Start PAGE
= 1970 Wyoming state elections =

A general election was held in the U.S. state of Wyoming on Tuesday, November 3, 1970. All of the state's executive officers—the Governor, Secretary of State, Auditor, Treasurer, and Superintendent of Public Instruction—were up for election. Continuing their success from 1962 and 1966, Republicans won all of the statewide executive offices once again, and all of them by large margins.

==Governor==

Incumbent Republican Governor Stanley Hathaway ran for re-election to a second term. He was opposed by State Representative John J. Rooney, the Democratic nominee. Hathaway defeated Rooney in a landslide.

1970 Wyoming gubernatorial election
| Party |  | Candidate | Votes | % | ±% |
|---|---|---|---|---|---|
|  | Republican | Stanley Hathaway (inc.) | 74,249 | 62.79% | +8.49% |
|  | Democratic | John J. Rooney | 44,008 | 37.21% | −8.49% |
| Majority |  |  | 30,241 | 25.57% | +16.99% |
| Turnout |  |  | 118,257 |  |  |
|  | Republican hold |  |  |  |  |

==Secretary of State==
Incumbent Republican Secretary of State Thyra Thomson ran for re-election to a third term. After facing marginal opposition in the Republican primary, Thomson faced former State Representative Howard L. Burke, the Democratic nominee, in the general election. Continuing her streak of winning large majorities, Thomson defeated Burke in a landslide to win re-election.
End PAGE
Start DATA SECTION
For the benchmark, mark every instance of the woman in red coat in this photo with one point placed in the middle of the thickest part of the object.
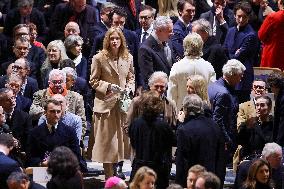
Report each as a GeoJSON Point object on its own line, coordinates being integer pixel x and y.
End DATA SECTION
### SET OF TASKS
1. In the article on the 1970 Wyoming state elections, whom did Thyra Thomson face as the Democratic nominee for Secretary of State?
2. Render this sentence from the article on the 1970 Wyoming state elections in Spanish: "Incumbent Republican Governor Stanley Hathaway ran for re-election to a second term."

### ANSWERS TO THE TASKS
1. Former State Representative Howard L. Burke.

2. El gobernador republicano en funciones, Stanley Hathaway, se presentó a la reelección para un segundo mandato.